§ WHAT THE EXERCISE ASKS: Give all of the listing again word for word, with images excluded.

■ ■ ■ ■ ■

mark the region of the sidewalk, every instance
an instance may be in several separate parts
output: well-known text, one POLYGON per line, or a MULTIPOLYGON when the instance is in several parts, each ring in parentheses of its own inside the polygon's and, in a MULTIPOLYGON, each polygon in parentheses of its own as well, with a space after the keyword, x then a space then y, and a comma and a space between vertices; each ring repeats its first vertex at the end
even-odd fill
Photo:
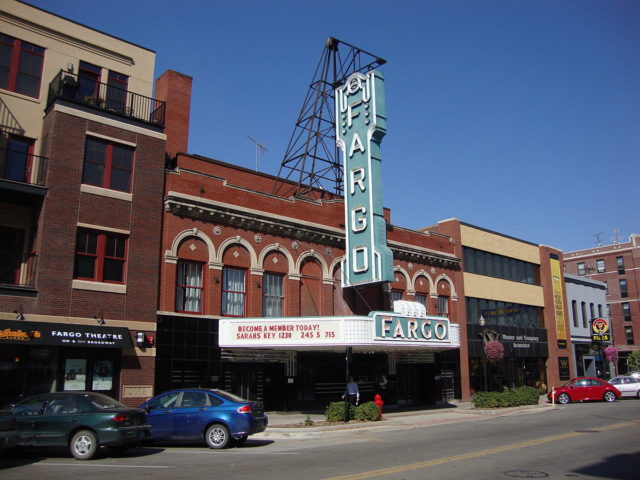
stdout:
POLYGON ((414 428, 443 423, 480 420, 483 418, 525 413, 542 413, 553 409, 543 397, 538 405, 525 405, 513 408, 476 409, 471 402, 438 402, 430 408, 411 408, 392 406, 383 409, 383 418, 379 422, 326 422, 323 412, 267 412, 269 426, 267 430, 252 438, 300 438, 333 434, 348 434, 354 430, 381 428, 414 428))

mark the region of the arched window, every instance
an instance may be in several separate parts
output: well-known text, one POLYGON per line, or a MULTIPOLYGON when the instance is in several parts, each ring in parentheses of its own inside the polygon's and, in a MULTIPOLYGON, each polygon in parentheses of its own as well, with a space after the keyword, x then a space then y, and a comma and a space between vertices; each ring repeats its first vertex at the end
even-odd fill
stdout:
POLYGON ((247 270, 251 266, 249 252, 242 245, 229 246, 222 256, 221 315, 244 317, 247 315, 247 270))
POLYGON ((198 238, 187 238, 178 247, 176 312, 204 312, 203 273, 207 258, 207 246, 198 238))

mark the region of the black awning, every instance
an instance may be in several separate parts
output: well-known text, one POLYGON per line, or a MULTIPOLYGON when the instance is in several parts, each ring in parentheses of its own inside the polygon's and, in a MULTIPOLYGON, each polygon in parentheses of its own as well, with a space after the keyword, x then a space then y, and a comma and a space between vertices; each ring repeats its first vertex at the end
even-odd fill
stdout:
POLYGON ((7 343, 89 348, 133 347, 128 328, 0 320, 0 345, 7 343))

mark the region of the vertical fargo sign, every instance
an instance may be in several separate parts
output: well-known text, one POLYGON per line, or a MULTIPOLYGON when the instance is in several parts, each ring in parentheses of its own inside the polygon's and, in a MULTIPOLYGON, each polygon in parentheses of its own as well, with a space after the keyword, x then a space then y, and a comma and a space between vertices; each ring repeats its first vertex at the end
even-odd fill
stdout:
POLYGON ((336 142, 343 154, 346 260, 342 286, 393 281, 382 211, 380 142, 387 133, 384 78, 354 73, 335 91, 336 142))

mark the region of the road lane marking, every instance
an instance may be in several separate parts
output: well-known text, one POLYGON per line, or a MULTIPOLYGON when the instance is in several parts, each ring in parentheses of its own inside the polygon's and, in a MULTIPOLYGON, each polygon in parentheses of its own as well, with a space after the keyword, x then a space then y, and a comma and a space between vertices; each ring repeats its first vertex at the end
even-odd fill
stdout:
MULTIPOLYGON (((606 431, 615 430, 617 428, 625 428, 631 426, 637 426, 640 422, 623 422, 616 423, 614 425, 607 425, 593 429, 594 431, 606 431)), ((495 455, 502 452, 508 452, 511 450, 519 450, 521 448, 534 447, 542 445, 543 443, 557 442, 558 440, 566 440, 568 438, 579 437, 580 435, 586 435, 585 432, 567 432, 560 433, 558 435, 551 435, 549 437, 543 437, 536 440, 527 440, 526 442, 514 443, 511 445, 504 445, 502 447, 485 448, 476 452, 461 453, 459 455, 452 455, 450 457, 442 457, 434 460, 427 460, 424 462, 409 463, 406 465, 398 465, 396 467, 381 468, 378 470, 369 470, 368 472, 352 473, 350 475, 340 475, 338 477, 325 478, 324 480, 363 480, 365 478, 382 477, 384 475, 391 475, 394 473, 407 472, 409 470, 419 470, 421 468, 433 467, 436 465, 442 465, 444 463, 457 462, 460 460, 468 460, 471 458, 484 457, 487 455, 495 455)))

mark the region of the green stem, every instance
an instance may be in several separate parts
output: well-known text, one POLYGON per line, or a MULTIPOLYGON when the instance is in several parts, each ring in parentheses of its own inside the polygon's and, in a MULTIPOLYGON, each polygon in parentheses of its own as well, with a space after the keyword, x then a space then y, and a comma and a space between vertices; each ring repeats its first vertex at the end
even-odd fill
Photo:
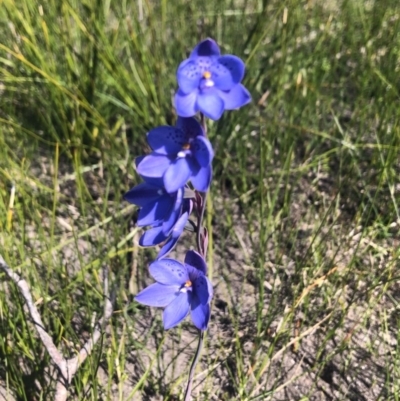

■ ■ ■ ■ ■

§ FINISHED EXERCISE:
mark the region of the sidewalk, every instance
an instance may be in several separate parts
output: well-known text, one POLYGON per line, or a MULTIPOLYGON when the instance is in several parts, each ring in parentheses of its own inside the polygon's and, in a MULTIPOLYGON, each polygon in parentheses of its own as well, with a space after the keyword, x then a space then y, and a comma and a space between vertices; each ring repeats its first vertex at the end
even-odd fill
Photo:
stdout:
POLYGON ((414 428, 443 423, 480 420, 483 418, 525 413, 542 413, 553 409, 543 397, 538 405, 525 405, 513 408, 476 409, 471 402, 438 402, 430 408, 411 408, 392 406, 383 409, 383 418, 379 422, 326 422, 323 412, 267 412, 269 426, 267 430, 252 438, 300 438, 333 434, 348 434, 354 430, 381 428, 414 428))

mark the region of the arched window, every instance
an instance may be in several separate parts
output: well-known text, one POLYGON per line, or a MULTIPOLYGON when the instance is in several parts, each ring in parentheses of its own inside the polygon's and, in a MULTIPOLYGON, each polygon in parentheses of its own as well, with a space after the keyword, x then a space then y, and a comma and a space between vertices; each ring repeats its first vertex at the end
even-odd fill
stdout:
POLYGON ((247 270, 251 266, 249 252, 242 245, 229 246, 222 256, 221 315, 244 317, 247 315, 247 270))
POLYGON ((198 238, 187 238, 178 247, 176 312, 204 312, 203 273, 207 258, 207 246, 198 238))

mark the region of the black awning, every instance
an instance may be in several separate parts
output: well-known text, one POLYGON per line, or a MULTIPOLYGON when the instance is in several parts, each ring in parentheses of its own inside the polygon's and, in a MULTIPOLYGON, each polygon in parentheses of its own as well, with a space after the keyword, x then a space then y, and a comma and a space between vertices; each ring repeats its first vertex at the end
even-odd fill
stdout:
POLYGON ((7 343, 89 348, 133 347, 128 328, 0 320, 0 345, 7 343))

mark the region of the vertical fargo sign, every instance
an instance may be in several separate parts
output: well-known text, one POLYGON per line, or a MULTIPOLYGON when the instance is in several parts, each ring in parentheses of its own inside the polygon's and, in a MULTIPOLYGON, each polygon in parentheses of its own as well, with a space after the keyword, x then a space then y, and a comma and a space between vertices; each ring repeats its first vertex at the end
even-odd fill
stdout:
POLYGON ((336 142, 343 154, 346 260, 342 286, 393 281, 382 211, 380 142, 387 133, 384 78, 354 73, 335 91, 336 142))

mark the region of the road lane marking, every instance
an instance may be in several separate parts
output: well-known text, one POLYGON per line, or a MULTIPOLYGON when the instance is in several parts, each ring in parentheses of its own inside the polygon's and, in a MULTIPOLYGON, each polygon in parentheses of its own as well, with a space after the keyword, x then a space then y, and a comma and a space between vertices; each ring repeats its first vertex at the end
even-odd fill
stdout:
MULTIPOLYGON (((606 431, 615 430, 617 428, 625 428, 631 426, 637 426, 640 422, 623 422, 616 423, 614 425, 607 425, 593 429, 594 431, 606 431)), ((495 455, 502 452, 508 452, 511 450, 519 450, 521 448, 534 447, 542 445, 543 443, 557 442, 558 440, 566 440, 568 438, 579 437, 580 435, 586 435, 585 432, 567 432, 560 433, 558 435, 551 435, 549 437, 543 437, 536 440, 527 440, 526 442, 514 443, 511 445, 504 445, 502 447, 485 448, 476 452, 461 453, 459 455, 452 455, 450 457, 442 457, 434 460, 427 460, 424 462, 409 463, 406 465, 398 465, 396 467, 381 468, 378 470, 369 470, 368 472, 352 473, 350 475, 340 475, 338 477, 325 478, 324 480, 363 480, 365 478, 382 477, 384 475, 391 475, 394 473, 407 472, 409 470, 419 470, 421 468, 433 467, 436 465, 442 465, 444 463, 457 462, 460 460, 468 460, 471 458, 484 457, 487 455, 495 455)))

mark the region of the green stem, every instance
an instance may be in several separate parts
output: well-known text, one POLYGON per line, or a MULTIPOLYGON when the instance is in several parts, each ring in parentheses of its own inside the polygon's and, in a MULTIPOLYGON, each polygon in parentheses of its own as well, with a space after the keyword, x then a space then y, and a comma and a space between vertices; each ring repeats its first vertex at the end
even-odd fill
Photo:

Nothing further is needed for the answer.